WORK REQUIRED:
Your answer should consist of the lines below that hold the word "umbrella".

RECORDS FOR THE TASK:
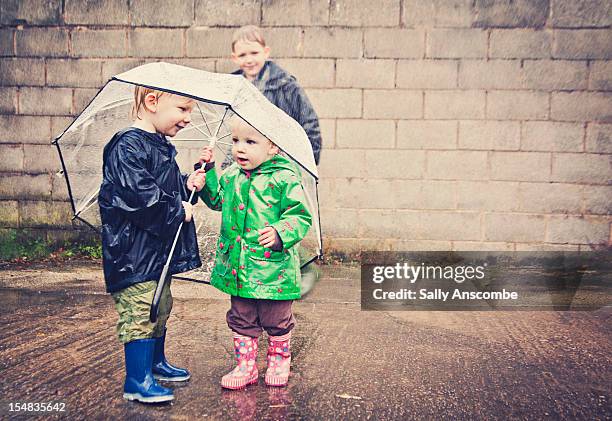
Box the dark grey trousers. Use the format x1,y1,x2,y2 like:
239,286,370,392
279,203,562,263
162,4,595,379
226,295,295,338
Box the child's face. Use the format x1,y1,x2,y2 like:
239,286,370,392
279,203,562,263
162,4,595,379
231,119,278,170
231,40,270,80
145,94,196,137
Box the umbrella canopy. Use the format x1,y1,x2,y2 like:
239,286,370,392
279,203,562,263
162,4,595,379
==
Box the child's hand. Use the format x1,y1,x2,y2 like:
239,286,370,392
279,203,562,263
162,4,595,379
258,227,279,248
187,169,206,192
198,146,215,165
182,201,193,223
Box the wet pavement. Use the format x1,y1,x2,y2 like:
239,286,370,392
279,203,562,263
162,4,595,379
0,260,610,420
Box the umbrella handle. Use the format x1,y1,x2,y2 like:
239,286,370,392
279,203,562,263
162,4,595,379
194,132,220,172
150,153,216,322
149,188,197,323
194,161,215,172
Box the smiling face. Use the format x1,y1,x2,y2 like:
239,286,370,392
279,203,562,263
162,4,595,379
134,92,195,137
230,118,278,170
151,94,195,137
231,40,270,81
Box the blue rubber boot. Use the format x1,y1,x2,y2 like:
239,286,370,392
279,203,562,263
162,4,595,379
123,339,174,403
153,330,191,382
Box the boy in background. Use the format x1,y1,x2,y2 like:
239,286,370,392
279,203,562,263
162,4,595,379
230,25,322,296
---
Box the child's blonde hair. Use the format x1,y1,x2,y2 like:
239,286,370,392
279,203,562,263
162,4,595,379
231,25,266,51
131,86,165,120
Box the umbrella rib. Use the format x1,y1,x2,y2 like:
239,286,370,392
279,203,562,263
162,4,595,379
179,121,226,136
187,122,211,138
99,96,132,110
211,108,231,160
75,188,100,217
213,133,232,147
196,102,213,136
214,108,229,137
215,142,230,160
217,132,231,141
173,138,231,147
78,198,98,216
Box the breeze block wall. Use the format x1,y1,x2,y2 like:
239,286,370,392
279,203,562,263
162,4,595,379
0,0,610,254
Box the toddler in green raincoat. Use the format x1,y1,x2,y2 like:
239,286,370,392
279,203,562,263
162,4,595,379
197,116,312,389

OUTPUT OF THE EXERCISE:
Box the umbrella canopy. Use the format x1,y1,x2,y2 like:
Box the umbrella handle. Use the format x1,y1,x2,y2 like:
Box the umbrella rib. Use the format x1,y1,x2,y2 like:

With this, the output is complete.